### Short problem
Copy the rows from the line containing "identify the traffic" down through the line containing "[[528, 150], [576, 165], [556, 166]]", changing every "traffic sign" to "road sign" and leaving everything else as it is. Omit the picture from your copy.

### Object position labeling entries
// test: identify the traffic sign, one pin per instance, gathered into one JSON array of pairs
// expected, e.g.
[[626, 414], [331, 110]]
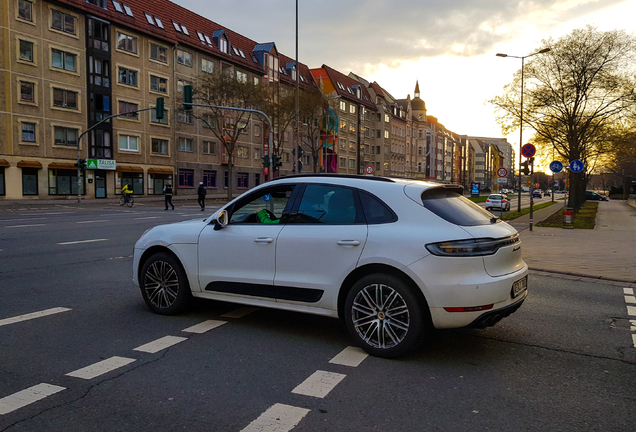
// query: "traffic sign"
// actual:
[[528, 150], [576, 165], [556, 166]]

---

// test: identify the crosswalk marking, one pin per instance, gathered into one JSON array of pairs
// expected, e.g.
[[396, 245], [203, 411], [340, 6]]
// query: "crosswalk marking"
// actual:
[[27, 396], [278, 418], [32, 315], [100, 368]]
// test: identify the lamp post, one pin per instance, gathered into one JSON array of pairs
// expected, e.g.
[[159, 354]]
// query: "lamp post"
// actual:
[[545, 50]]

### Answer for this exercise
// test: identify the road sign, one pin per instance, gathered into one JSON array of pairs
// expected, e.g.
[[626, 414], [331, 110]]
// query: "road sign"
// actual:
[[528, 150], [576, 165], [556, 166]]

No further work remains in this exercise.